Data records
--

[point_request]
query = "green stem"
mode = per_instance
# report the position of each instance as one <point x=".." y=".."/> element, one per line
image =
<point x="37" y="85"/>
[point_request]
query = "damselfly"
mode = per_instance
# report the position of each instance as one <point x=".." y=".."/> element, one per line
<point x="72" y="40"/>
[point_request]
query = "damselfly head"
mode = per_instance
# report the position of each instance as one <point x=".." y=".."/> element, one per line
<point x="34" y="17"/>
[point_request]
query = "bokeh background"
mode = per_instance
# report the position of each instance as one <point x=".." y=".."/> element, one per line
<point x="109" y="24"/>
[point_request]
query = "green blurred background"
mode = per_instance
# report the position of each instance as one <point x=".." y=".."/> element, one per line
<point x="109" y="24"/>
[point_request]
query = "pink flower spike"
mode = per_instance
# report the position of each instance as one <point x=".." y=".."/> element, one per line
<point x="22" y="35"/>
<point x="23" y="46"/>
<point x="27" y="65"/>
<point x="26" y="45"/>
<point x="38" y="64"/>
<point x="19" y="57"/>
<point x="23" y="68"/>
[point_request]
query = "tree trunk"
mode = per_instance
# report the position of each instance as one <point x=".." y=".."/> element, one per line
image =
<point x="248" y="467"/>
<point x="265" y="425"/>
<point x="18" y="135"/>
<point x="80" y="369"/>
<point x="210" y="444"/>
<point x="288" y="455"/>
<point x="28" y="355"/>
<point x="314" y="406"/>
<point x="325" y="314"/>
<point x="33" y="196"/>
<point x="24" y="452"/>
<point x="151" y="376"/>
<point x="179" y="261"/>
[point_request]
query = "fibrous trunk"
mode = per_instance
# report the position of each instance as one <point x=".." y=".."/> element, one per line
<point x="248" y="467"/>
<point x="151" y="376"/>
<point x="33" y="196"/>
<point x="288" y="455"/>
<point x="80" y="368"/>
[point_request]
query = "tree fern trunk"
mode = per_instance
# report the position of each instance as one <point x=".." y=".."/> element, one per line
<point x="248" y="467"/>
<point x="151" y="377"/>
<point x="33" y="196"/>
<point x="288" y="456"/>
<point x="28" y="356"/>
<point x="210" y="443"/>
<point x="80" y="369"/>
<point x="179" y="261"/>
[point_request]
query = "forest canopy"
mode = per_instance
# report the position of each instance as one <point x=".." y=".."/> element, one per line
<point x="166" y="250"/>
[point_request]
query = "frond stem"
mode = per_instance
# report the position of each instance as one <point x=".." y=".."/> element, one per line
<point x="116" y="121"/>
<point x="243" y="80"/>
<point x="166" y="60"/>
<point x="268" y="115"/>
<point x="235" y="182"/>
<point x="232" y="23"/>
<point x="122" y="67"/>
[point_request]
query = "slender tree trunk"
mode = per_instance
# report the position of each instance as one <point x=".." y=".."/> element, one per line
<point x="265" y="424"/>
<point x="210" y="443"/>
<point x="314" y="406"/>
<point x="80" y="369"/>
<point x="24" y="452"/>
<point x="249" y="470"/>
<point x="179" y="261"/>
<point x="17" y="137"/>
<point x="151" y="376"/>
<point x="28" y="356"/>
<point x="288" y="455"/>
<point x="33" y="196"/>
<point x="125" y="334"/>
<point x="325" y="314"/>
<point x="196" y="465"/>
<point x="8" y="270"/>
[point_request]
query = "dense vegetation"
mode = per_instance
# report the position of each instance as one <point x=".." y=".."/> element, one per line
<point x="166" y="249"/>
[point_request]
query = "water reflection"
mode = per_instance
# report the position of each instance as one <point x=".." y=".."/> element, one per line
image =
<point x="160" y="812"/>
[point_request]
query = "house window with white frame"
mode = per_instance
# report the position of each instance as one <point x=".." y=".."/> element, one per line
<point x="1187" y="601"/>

--

Exercise
Your task is to print all of the records exactly.

Solved exercise
[point_request]
query = "green stem"
mode = per_instance
# report the position of each instance as one <point x=".." y=".."/> element, one per line
image =
<point x="37" y="85"/>
[point_request]
query = "damselfly"
mode = per_instance
# report the position of each instance as one <point x=".." y=".."/> element, one per line
<point x="72" y="40"/>
[point_request]
query = "damselfly head"
mode = per_instance
# report the position of each instance as one <point x=".." y=".."/> element, one per line
<point x="34" y="17"/>
[point_request]
query = "bokeh background"
mode = per_instance
# report the position of each instance as one <point x=".." y=".."/> element, one per line
<point x="109" y="24"/>
[point_request]
query = "green blurred background"
mode = per_instance
# report the position of each instance as one <point x=".." y=".."/> element, one per line
<point x="109" y="24"/>
[point_request]
query = "pink flower spike"
mode = per_instance
# report the position of each instance as one <point x=".." y=".."/> element, one per line
<point x="22" y="35"/>
<point x="23" y="46"/>
<point x="27" y="65"/>
<point x="26" y="45"/>
<point x="38" y="64"/>
<point x="19" y="57"/>
<point x="23" y="68"/>
[point_request]
query = "tree trunk"
mode = per_instance
# report the position of each instance as one <point x=".." y=".."/> element, one per line
image =
<point x="248" y="467"/>
<point x="265" y="425"/>
<point x="18" y="135"/>
<point x="80" y="369"/>
<point x="210" y="444"/>
<point x="288" y="455"/>
<point x="28" y="355"/>
<point x="314" y="406"/>
<point x="325" y="314"/>
<point x="33" y="196"/>
<point x="24" y="452"/>
<point x="151" y="376"/>
<point x="179" y="261"/>
[point_request]
query = "fibrous trunk"
mode = per_instance
# report the position of each instance as one <point x=".." y=".."/> element, one per line
<point x="248" y="467"/>
<point x="151" y="376"/>
<point x="33" y="196"/>
<point x="288" y="455"/>
<point x="80" y="368"/>
[point_request]
query = "tree fern trunk"
mode = per_instance
# report the position of each instance as one <point x=".." y=".."/> element, one per line
<point x="248" y="467"/>
<point x="151" y="377"/>
<point x="33" y="196"/>
<point x="288" y="456"/>
<point x="28" y="356"/>
<point x="210" y="443"/>
<point x="80" y="369"/>
<point x="179" y="261"/>
[point_request]
query = "forest canopy"
mode = per_instance
# report the position of each instance as one <point x=".." y=".."/> element, one per line
<point x="166" y="250"/>
[point_request]
query = "frond stem"
mode = per_instance
# report the position of each instance as one <point x=".." y=".."/> element, one per line
<point x="116" y="121"/>
<point x="243" y="80"/>
<point x="166" y="60"/>
<point x="268" y="115"/>
<point x="235" y="182"/>
<point x="232" y="23"/>
<point x="122" y="67"/>
[point_request]
query = "slender tree trunk"
mode = per_instance
# report the position of each instance as one <point x=".." y=".."/> element, one per line
<point x="265" y="424"/>
<point x="210" y="443"/>
<point x="314" y="406"/>
<point x="80" y="369"/>
<point x="24" y="452"/>
<point x="249" y="470"/>
<point x="179" y="261"/>
<point x="17" y="137"/>
<point x="151" y="376"/>
<point x="28" y="356"/>
<point x="288" y="455"/>
<point x="33" y="196"/>
<point x="125" y="334"/>
<point x="325" y="314"/>
<point x="196" y="465"/>
<point x="8" y="270"/>
[point_request]
query = "dense vegetation"
mode = per_instance
# report the position of each instance as one <point x=".." y=".."/> element, one per line
<point x="166" y="249"/>
[point_request]
query = "water reflection"
mode = per_instance
# report the position of each instance as one <point x=".." y=".."/> element, one per line
image =
<point x="160" y="812"/>
[point_request]
query = "house window with white frame"
mode = per_instance
# report the position of each instance as one <point x=".." y=".."/> element, one per line
<point x="1187" y="601"/>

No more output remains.